**WHAT YOU ARE ASKED TO DO:** Each record that follows is to be duplicated exactly, though its pictures are not.

**RECORDS:**

--

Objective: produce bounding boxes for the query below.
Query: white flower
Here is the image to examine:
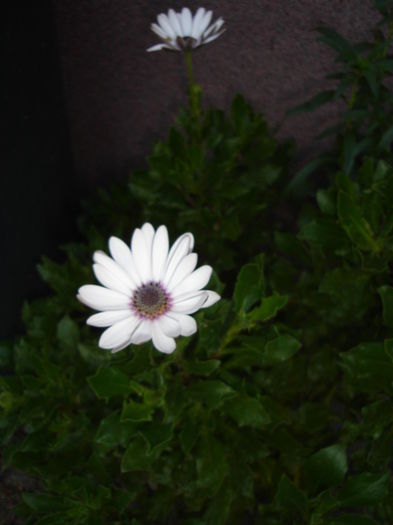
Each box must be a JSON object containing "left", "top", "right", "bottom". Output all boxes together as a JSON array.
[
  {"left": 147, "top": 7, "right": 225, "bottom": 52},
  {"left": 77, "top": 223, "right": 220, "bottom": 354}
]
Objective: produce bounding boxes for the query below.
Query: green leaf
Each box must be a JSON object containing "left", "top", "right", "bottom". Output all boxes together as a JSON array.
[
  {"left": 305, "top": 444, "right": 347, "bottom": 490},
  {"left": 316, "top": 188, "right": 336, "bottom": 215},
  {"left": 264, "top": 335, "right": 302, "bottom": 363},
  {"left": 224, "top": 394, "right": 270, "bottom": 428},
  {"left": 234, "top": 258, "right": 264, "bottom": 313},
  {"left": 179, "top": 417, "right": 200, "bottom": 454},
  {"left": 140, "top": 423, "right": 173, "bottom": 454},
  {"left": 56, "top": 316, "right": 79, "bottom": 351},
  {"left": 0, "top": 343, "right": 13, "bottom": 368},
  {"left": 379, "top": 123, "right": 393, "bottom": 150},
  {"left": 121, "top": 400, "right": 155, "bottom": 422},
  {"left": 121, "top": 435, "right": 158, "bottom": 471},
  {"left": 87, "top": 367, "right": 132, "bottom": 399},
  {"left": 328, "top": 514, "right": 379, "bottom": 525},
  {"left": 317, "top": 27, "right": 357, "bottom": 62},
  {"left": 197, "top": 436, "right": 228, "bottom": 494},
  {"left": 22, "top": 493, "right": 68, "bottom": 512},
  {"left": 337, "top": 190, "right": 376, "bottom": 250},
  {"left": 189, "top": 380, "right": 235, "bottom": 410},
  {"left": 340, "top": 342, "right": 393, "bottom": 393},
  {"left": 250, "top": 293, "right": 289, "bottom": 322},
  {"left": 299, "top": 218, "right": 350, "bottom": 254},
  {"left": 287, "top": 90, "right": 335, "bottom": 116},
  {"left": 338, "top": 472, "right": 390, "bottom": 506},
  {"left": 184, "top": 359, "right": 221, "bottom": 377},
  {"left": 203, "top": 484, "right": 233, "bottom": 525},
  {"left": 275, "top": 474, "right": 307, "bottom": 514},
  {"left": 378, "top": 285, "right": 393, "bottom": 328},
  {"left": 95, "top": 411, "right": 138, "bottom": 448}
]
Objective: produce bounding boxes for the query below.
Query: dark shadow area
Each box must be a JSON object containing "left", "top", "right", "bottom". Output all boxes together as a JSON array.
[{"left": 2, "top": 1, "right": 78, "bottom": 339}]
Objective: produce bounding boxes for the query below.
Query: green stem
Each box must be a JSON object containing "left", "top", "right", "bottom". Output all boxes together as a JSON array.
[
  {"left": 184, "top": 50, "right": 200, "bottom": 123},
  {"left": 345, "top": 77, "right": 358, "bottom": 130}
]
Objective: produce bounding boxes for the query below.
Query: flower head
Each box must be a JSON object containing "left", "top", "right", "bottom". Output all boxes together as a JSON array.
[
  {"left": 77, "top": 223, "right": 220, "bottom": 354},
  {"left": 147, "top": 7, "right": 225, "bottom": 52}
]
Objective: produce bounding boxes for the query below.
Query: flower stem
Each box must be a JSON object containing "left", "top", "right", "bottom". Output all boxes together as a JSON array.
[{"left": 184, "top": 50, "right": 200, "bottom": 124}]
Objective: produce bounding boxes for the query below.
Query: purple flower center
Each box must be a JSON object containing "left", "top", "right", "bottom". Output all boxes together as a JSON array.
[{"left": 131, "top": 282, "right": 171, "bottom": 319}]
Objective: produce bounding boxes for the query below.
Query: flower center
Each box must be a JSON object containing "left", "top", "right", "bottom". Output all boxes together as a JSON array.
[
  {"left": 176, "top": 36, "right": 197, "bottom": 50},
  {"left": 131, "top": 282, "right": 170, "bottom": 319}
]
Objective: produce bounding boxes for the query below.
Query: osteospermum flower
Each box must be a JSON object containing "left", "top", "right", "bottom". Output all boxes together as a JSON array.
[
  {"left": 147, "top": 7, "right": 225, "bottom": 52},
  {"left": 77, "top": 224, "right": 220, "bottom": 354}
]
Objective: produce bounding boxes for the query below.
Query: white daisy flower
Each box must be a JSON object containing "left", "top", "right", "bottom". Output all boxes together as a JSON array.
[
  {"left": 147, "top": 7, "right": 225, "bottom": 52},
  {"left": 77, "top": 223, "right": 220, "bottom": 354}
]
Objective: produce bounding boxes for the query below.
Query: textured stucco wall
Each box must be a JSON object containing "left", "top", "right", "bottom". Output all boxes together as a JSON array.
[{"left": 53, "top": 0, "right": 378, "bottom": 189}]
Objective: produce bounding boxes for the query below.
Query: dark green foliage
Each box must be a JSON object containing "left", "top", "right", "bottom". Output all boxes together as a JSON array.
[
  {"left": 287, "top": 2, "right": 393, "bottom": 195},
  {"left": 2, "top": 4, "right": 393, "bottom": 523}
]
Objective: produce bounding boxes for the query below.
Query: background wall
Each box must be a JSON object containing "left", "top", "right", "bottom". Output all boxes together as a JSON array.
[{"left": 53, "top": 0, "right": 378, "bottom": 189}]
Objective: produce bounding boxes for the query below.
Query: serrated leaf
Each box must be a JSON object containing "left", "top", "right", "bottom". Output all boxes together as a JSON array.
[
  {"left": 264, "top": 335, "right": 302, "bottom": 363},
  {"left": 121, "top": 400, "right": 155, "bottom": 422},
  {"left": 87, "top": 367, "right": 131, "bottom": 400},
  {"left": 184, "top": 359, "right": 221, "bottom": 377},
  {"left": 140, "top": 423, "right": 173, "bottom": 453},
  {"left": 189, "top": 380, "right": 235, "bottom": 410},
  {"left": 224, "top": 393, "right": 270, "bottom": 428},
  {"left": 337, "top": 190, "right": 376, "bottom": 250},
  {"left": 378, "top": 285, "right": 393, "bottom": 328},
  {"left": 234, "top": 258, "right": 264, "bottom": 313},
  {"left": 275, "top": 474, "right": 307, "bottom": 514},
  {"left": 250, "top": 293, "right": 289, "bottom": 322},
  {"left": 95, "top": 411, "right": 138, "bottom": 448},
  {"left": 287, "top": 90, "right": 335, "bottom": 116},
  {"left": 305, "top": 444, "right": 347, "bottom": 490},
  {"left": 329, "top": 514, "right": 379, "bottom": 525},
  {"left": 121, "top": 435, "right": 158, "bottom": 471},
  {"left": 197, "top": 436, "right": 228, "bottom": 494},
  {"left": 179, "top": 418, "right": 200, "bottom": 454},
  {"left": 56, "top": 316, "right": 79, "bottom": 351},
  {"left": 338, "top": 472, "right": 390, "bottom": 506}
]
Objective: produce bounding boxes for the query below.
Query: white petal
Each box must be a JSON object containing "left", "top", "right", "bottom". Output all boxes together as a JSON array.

--

**ANSWER TO THIS PROBLEM:**
Objective: produce bounding boxes for the query below.
Query: white flower
Here is the image to examine:
Each box must be a JSON object containing "left", "top", "right", "bottom". Output all boxes together as a JSON array.
[
  {"left": 147, "top": 7, "right": 225, "bottom": 52},
  {"left": 77, "top": 223, "right": 220, "bottom": 354}
]
Objective: produce bounding boxes for the query below.
Query: green leaf
Each box must be a JSON object containing "left", "top", "right", "bottom". Output all boxes together as a JSON array.
[
  {"left": 305, "top": 444, "right": 347, "bottom": 490},
  {"left": 316, "top": 188, "right": 336, "bottom": 215},
  {"left": 264, "top": 335, "right": 302, "bottom": 363},
  {"left": 224, "top": 394, "right": 270, "bottom": 428},
  {"left": 234, "top": 258, "right": 264, "bottom": 313},
  {"left": 179, "top": 417, "right": 200, "bottom": 454},
  {"left": 140, "top": 423, "right": 173, "bottom": 454},
  {"left": 56, "top": 316, "right": 79, "bottom": 351},
  {"left": 0, "top": 343, "right": 13, "bottom": 368},
  {"left": 379, "top": 123, "right": 393, "bottom": 150},
  {"left": 121, "top": 400, "right": 155, "bottom": 422},
  {"left": 121, "top": 435, "right": 158, "bottom": 471},
  {"left": 87, "top": 367, "right": 132, "bottom": 399},
  {"left": 328, "top": 514, "right": 379, "bottom": 525},
  {"left": 317, "top": 27, "right": 357, "bottom": 62},
  {"left": 197, "top": 436, "right": 228, "bottom": 494},
  {"left": 22, "top": 493, "right": 68, "bottom": 512},
  {"left": 337, "top": 190, "right": 376, "bottom": 250},
  {"left": 189, "top": 380, "right": 235, "bottom": 410},
  {"left": 340, "top": 342, "right": 393, "bottom": 393},
  {"left": 250, "top": 293, "right": 289, "bottom": 322},
  {"left": 299, "top": 218, "right": 350, "bottom": 254},
  {"left": 287, "top": 90, "right": 335, "bottom": 116},
  {"left": 338, "top": 472, "right": 390, "bottom": 506},
  {"left": 184, "top": 359, "right": 221, "bottom": 377},
  {"left": 203, "top": 484, "right": 233, "bottom": 525},
  {"left": 275, "top": 474, "right": 307, "bottom": 514},
  {"left": 378, "top": 285, "right": 393, "bottom": 328},
  {"left": 95, "top": 411, "right": 138, "bottom": 448}
]
Objective: produce bounding boxes for the query below.
Query: dark shadow area
Each box must be a JSON object containing "left", "top", "right", "bottom". Output all boxes together as a JSON array.
[{"left": 2, "top": 1, "right": 78, "bottom": 339}]
Objective: produce bounding boxes for the query below.
Query: green stem
Each box must be a JSON object containing "left", "top", "right", "bottom". Output all boxes together as a JSON array.
[
  {"left": 184, "top": 50, "right": 200, "bottom": 123},
  {"left": 345, "top": 77, "right": 358, "bottom": 130}
]
Objective: produce bounding boxes for the query below.
Query: flower head
Each box must be a JSON object containing "left", "top", "right", "bottom". Output all boxes together as a JSON array.
[
  {"left": 77, "top": 223, "right": 220, "bottom": 354},
  {"left": 147, "top": 7, "right": 225, "bottom": 52}
]
Objective: produce bounding boxes for the query below.
Query: flower stem
Each box must be a JSON object containing "left", "top", "right", "bottom". Output all boxes together as a JSON array.
[{"left": 184, "top": 50, "right": 200, "bottom": 124}]
Objective: produce bounding boxes for the query below.
Query: purple flower center
Each box must be a JSON object containing "left", "top", "right", "bottom". Output all boxes together as a JSON array.
[{"left": 131, "top": 282, "right": 171, "bottom": 319}]
Objective: produce bounding boxes for the query below.
Query: flower center
Each box must be a JSON object containing "left", "top", "right", "bottom". Output all boxes together as a JSON array.
[
  {"left": 176, "top": 36, "right": 197, "bottom": 50},
  {"left": 131, "top": 282, "right": 170, "bottom": 319}
]
Objective: produce bounding boxes for the query below.
Query: osteospermum flower
Each box must be a JSON object containing "left", "top", "right", "bottom". Output all boxes together as a JSON array.
[
  {"left": 147, "top": 7, "right": 225, "bottom": 52},
  {"left": 77, "top": 224, "right": 220, "bottom": 354}
]
Objective: produce bounding boxes for the query below.
Query: white daisy flower
Each box must be a JSON object containing "left", "top", "right", "bottom". Output all boxes together as a JSON array.
[
  {"left": 147, "top": 7, "right": 225, "bottom": 52},
  {"left": 77, "top": 223, "right": 220, "bottom": 354}
]
Objective: produce bounding boxes for the query below.
Query: textured stucco wall
Each box must be a JSON object containing "left", "top", "right", "bottom". Output all boxes together as a JSON array.
[{"left": 53, "top": 0, "right": 378, "bottom": 189}]
Objective: produce bounding boxes for the query below.
Query: dark green foliage
Each box must be a JSON object containing "left", "top", "right", "bottom". Output all boxes together as a JSON array.
[
  {"left": 287, "top": 2, "right": 393, "bottom": 195},
  {"left": 2, "top": 4, "right": 393, "bottom": 523}
]
Objective: produce bounding boxes for the query below.
Query: background wall
Each box must be a JSON object containing "left", "top", "right", "bottom". Output all boxes together as a JSON array.
[{"left": 53, "top": 0, "right": 378, "bottom": 189}]
Objective: produce bounding boxes for the query below.
Query: serrated leaf
Each box must be a JSON object containing "left", "top", "right", "bottom". Output all boxes together as a JSON array.
[
  {"left": 264, "top": 335, "right": 302, "bottom": 363},
  {"left": 121, "top": 400, "right": 155, "bottom": 422},
  {"left": 87, "top": 367, "right": 131, "bottom": 400},
  {"left": 184, "top": 359, "right": 221, "bottom": 377},
  {"left": 140, "top": 423, "right": 173, "bottom": 453},
  {"left": 189, "top": 380, "right": 235, "bottom": 410},
  {"left": 224, "top": 393, "right": 270, "bottom": 428},
  {"left": 337, "top": 190, "right": 376, "bottom": 250},
  {"left": 378, "top": 285, "right": 393, "bottom": 328},
  {"left": 234, "top": 258, "right": 264, "bottom": 313},
  {"left": 275, "top": 474, "right": 307, "bottom": 514},
  {"left": 250, "top": 293, "right": 289, "bottom": 322},
  {"left": 95, "top": 411, "right": 138, "bottom": 448},
  {"left": 287, "top": 90, "right": 335, "bottom": 116},
  {"left": 305, "top": 444, "right": 347, "bottom": 490},
  {"left": 329, "top": 514, "right": 379, "bottom": 525},
  {"left": 121, "top": 435, "right": 158, "bottom": 471},
  {"left": 197, "top": 436, "right": 228, "bottom": 494},
  {"left": 179, "top": 418, "right": 200, "bottom": 454},
  {"left": 56, "top": 316, "right": 79, "bottom": 351},
  {"left": 338, "top": 472, "right": 390, "bottom": 506}
]
Objective: produce bounding boxes for the query below.
Query: white petal
Each box must be a JSON object containing "left", "top", "right", "bottom". Output all boxes together as a JSON array.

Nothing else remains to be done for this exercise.